The core ideas in Islam and Sufism is to observe our predominant temperament and the element from which we tend to operate the most from, and then use the beautiful and wise system of Islam to bring them into balance (our fitrah state).
The way I personally used this framework was to observe how much was I operating from the 'challenges' of each element/temperament and find out through tazkiyah al-nafs what underlying belief was making me perceive and react to the the world like that.
Example: I was going through life mainly through the challenges of the Phlegmatic (البلغمي) - Cold and Moist - Water temperament/element as well as the challenges of Melancholic (السوداوي) - Cold and Dry - Earth, particularly excessive self-criticism.
I asked myself why?
Allah unfolded the answers over many years, but I realized I was mainly in a state of emotional overwhelm, escapism, avoidance, addiction and intense self-criticism because I was afraid of the "water" in me, water represents emotions. I was raised to believe it was weak to show emotions, therefore, this part of me was blocked.

------------------------------------------------

# Exercise prompt
Transcribe the passage on temperaments and elements from "The core ideas" up to and including "world like that.".

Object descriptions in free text
------------------------------------------------

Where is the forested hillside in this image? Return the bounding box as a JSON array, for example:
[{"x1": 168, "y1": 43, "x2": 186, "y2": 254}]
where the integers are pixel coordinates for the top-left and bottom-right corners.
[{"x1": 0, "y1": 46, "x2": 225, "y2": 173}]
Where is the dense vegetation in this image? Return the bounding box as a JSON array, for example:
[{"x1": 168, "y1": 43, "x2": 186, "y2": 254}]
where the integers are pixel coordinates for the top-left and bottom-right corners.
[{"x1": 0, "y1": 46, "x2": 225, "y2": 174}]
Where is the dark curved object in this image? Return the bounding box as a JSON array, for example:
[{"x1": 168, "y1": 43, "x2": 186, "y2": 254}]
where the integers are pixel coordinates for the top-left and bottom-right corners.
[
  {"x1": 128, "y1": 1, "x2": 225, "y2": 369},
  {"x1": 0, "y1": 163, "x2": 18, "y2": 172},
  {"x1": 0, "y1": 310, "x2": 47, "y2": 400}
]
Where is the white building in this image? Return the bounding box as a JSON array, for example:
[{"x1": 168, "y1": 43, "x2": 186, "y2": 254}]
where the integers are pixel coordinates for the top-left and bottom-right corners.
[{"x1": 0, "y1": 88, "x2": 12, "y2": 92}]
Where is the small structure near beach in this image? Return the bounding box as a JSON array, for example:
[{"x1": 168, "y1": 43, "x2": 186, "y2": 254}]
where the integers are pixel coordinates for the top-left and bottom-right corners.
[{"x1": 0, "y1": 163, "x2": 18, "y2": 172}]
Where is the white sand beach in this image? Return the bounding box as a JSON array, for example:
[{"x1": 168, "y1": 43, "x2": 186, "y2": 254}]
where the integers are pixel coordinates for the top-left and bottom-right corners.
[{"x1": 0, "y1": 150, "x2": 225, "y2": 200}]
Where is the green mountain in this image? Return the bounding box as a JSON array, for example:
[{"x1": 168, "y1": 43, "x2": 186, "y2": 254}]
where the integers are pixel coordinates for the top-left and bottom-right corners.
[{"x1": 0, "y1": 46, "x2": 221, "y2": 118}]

------------------------------------------------

# Answer area
The core ideas in Islam and Sufism is to observe our predominant temperament and the element from which we tend to operate the most from, and then use the beautiful and wise system of Islam to bring them into balance (our fitrah state).
The way I personally used this framework was to observe how much was I operating from the 'challenges' of each element/temperament and find out through tazkiyah al-nafs what underlying belief was making me perceive and react to the the world like that.